WHAT THE EXERCISE ASKS: Can you filter the lines below so only those containing the string "pastry" remain? Treat the match as case-sensitive.

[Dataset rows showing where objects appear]
::::::
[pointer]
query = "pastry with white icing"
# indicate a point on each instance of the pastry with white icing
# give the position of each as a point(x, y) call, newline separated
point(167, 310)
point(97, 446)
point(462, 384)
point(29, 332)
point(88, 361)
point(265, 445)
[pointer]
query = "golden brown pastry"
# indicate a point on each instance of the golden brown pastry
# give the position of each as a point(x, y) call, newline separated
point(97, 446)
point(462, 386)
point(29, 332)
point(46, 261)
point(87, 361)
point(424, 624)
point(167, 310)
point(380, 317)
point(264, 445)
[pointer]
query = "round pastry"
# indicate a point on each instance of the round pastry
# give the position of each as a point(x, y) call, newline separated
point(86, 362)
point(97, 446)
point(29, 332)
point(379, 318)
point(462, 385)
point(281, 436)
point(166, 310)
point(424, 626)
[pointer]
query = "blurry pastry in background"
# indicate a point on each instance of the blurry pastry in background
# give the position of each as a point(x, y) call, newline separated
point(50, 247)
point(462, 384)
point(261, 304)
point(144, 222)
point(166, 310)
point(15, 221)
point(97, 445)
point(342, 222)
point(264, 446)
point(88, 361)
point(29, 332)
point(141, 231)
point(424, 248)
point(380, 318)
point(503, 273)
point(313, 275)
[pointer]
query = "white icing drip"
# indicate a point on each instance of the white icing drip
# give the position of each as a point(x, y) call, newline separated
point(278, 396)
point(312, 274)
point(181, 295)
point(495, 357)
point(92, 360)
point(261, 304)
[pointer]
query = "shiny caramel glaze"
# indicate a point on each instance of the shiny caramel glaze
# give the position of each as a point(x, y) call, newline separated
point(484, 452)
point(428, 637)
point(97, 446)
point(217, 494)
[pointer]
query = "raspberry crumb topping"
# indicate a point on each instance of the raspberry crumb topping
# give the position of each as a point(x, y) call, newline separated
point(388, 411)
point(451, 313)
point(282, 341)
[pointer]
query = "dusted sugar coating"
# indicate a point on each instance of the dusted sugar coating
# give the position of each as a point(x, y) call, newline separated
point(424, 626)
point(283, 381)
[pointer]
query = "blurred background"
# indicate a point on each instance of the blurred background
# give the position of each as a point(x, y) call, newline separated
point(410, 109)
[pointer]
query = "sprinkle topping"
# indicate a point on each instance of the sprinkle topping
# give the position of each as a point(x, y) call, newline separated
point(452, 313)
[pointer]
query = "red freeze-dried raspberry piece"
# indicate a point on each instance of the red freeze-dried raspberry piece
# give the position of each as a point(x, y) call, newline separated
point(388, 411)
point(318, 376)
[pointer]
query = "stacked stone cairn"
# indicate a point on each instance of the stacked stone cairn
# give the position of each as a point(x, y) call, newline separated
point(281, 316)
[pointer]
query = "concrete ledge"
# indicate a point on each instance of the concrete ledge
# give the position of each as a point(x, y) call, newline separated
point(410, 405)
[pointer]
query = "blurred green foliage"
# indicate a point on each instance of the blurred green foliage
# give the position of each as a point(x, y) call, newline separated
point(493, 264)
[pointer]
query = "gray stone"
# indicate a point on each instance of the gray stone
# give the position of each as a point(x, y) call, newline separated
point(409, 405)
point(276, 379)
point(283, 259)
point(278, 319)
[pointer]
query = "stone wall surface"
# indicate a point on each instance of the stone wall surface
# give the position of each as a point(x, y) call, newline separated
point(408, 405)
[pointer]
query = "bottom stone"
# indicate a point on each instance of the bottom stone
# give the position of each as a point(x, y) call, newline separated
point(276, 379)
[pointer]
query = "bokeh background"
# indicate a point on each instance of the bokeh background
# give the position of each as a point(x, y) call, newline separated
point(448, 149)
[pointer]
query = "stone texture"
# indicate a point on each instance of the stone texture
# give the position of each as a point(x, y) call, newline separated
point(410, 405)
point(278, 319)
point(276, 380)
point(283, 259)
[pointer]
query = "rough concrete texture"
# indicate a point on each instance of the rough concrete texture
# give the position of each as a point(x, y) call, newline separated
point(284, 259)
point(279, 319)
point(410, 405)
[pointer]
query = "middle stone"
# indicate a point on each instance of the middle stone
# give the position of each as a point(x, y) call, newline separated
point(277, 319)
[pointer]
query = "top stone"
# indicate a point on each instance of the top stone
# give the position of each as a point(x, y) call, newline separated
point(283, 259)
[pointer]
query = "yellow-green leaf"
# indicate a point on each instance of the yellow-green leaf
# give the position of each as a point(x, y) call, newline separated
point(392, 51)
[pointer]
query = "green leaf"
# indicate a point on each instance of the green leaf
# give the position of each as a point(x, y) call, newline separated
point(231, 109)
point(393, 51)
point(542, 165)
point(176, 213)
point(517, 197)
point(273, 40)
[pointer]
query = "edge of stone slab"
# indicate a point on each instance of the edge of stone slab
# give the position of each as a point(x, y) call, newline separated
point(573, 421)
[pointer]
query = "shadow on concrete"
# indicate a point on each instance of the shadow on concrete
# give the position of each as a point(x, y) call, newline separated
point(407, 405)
::::::
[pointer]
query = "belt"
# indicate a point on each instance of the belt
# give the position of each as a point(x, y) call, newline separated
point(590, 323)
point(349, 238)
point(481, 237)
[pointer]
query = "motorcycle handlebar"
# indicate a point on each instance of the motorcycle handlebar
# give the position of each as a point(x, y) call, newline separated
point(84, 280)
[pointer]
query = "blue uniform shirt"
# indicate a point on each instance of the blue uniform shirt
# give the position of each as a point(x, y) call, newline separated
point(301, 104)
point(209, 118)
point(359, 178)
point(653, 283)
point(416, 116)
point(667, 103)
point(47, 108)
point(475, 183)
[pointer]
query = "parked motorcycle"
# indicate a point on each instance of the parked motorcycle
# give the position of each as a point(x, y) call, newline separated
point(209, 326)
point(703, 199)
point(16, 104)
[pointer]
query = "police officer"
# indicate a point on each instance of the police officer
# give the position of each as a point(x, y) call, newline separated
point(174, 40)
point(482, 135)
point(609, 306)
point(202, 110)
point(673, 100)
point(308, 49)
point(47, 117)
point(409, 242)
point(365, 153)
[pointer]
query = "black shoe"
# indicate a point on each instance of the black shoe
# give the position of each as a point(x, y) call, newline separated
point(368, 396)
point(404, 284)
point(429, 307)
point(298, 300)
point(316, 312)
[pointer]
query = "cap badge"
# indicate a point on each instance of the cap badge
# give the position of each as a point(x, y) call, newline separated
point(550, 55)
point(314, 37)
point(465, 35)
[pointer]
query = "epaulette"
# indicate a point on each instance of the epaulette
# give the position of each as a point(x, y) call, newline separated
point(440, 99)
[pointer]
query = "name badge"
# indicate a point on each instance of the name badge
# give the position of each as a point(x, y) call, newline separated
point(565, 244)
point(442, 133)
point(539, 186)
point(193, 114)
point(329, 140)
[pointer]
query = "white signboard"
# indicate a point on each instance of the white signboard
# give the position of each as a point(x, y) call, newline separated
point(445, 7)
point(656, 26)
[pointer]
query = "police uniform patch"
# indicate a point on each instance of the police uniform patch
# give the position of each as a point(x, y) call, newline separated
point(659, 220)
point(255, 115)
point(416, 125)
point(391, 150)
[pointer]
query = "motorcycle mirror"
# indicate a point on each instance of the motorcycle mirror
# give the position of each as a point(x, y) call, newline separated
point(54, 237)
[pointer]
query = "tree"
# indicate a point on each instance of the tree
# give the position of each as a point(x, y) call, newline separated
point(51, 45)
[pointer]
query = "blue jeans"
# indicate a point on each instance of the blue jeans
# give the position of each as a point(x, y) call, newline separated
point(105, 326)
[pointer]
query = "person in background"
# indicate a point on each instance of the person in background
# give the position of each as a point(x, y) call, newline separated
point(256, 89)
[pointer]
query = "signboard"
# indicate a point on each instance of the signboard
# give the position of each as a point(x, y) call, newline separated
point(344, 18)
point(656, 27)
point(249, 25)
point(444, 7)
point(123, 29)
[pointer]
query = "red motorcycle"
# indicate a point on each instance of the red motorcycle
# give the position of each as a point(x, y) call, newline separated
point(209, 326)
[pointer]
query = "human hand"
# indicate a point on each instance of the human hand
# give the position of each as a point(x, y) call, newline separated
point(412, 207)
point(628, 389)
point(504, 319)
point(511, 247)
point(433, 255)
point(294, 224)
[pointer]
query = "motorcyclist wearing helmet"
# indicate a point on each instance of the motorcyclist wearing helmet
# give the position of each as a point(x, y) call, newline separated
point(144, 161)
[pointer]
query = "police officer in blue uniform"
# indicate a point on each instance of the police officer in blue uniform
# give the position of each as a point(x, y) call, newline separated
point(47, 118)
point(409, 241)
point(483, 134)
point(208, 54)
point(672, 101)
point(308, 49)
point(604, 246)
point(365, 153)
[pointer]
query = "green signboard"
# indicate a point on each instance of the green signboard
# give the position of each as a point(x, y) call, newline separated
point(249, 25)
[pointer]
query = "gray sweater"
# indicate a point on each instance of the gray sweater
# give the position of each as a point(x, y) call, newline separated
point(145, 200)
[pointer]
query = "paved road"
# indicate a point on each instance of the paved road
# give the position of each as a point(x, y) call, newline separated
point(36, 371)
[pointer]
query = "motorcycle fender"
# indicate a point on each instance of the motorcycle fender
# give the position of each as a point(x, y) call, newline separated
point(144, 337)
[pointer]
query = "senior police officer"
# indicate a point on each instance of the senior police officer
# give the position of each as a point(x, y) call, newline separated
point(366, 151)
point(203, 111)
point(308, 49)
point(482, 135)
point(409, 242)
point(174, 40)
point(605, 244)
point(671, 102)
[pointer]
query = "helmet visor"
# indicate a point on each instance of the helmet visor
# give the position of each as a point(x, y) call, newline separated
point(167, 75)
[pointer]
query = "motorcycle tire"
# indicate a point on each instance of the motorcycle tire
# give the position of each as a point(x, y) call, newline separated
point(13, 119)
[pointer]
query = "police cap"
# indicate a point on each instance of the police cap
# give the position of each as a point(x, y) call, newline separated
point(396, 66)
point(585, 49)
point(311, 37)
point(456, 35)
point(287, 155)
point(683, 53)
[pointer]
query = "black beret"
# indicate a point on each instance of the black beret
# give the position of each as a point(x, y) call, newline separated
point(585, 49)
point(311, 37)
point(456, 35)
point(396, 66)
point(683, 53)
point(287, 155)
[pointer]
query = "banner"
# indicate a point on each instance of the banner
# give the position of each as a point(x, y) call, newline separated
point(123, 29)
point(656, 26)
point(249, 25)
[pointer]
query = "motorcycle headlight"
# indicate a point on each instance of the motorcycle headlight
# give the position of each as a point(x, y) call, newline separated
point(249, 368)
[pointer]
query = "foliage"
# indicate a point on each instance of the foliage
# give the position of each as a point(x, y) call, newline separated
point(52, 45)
::::::
SOLUTION:
query = "pastry with white icing"
# indicate a point on each instance of the pastry with white icing
query = "golden brown pastry"
# indicate a point on each instance of the golden brown pastry
query = "round pastry"
# indicate a point on each instance of the round pastry
query = "blurry pastry in background"
# indicate a point on each instance of the blurry pastry in background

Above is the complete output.